STATED TASK:
Copy out the entries below word for word, and leave the pictures out of your answer.
--*--
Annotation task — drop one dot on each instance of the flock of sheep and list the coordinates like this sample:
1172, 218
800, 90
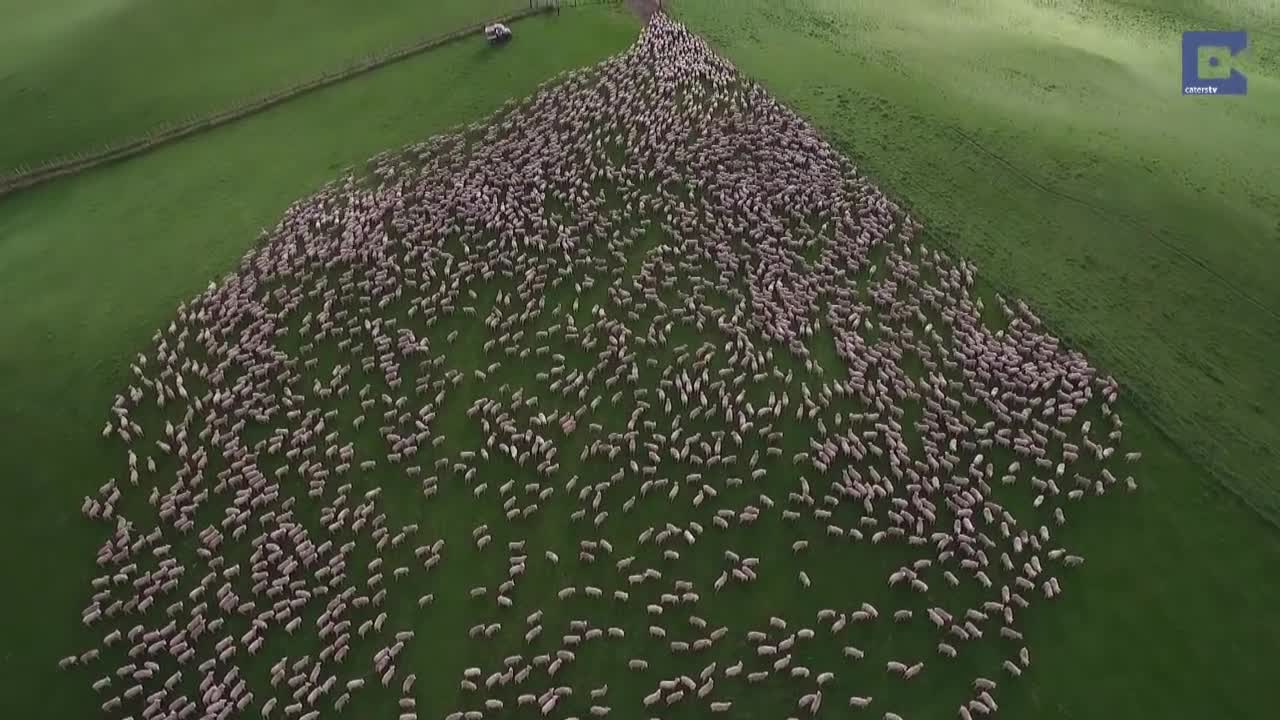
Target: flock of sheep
686, 306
--*--
RESULT:
Annotation task — drop one dot on each instance of the flock of sheep and list the coordinates like this sample:
1172, 218
800, 90
Target: flock of sheep
686, 306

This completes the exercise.